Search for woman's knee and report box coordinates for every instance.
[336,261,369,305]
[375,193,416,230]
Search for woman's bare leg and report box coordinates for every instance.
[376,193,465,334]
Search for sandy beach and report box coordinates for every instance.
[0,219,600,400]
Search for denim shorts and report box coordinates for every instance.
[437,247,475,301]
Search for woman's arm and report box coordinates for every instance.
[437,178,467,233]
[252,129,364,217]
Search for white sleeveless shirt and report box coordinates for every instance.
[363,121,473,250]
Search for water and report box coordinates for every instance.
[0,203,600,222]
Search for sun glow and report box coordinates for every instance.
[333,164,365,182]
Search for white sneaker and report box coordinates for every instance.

=======

Give the records from the line with "Search for denim" through the end of the records as a Markdown table with the columns Row and Line, numbering each row and skipping blank lines.

| Row | Line |
|---|---|
| 1 | Search for denim shorts and report box coordinates for every instance. |
| 2 | [437,247,475,301] |
| 3 | Search for woman's arm and report box coordinates for every instance. |
| 4 | [437,178,467,233] |
| 5 | [252,129,364,217] |
| 6 | Search for white sleeveless shirt and report box coordinates for every instance. |
| 7 | [363,121,473,250] |
| 8 | Search for water and report box coordinates for every instance. |
| 9 | [0,203,600,222] |
| 10 | Search for sun glow and report box coordinates for every instance. |
| 11 | [333,164,365,182] |
| 12 | Search for white sneaker and report box coordinates for every instance. |